— Start —
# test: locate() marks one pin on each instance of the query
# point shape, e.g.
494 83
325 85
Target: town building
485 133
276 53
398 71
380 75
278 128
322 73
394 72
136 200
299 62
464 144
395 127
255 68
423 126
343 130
— End —
> **Task instructions**: Render every line of the material above as a JSON list of strings, one string per line, and omit any blank lines.

> **Correct result**:
[
  "# test: locate() marks one pin on each instance of the query",
  "# point shape, e.g.",
  "494 83",
  "325 85",
  "Target: town building",
  "485 133",
  "276 53",
  "398 71",
  "380 75",
  "278 128",
  "322 73",
  "394 72",
  "136 200",
  "299 62",
  "464 144",
  "395 127",
  "255 68",
  "423 126",
  "343 130"
]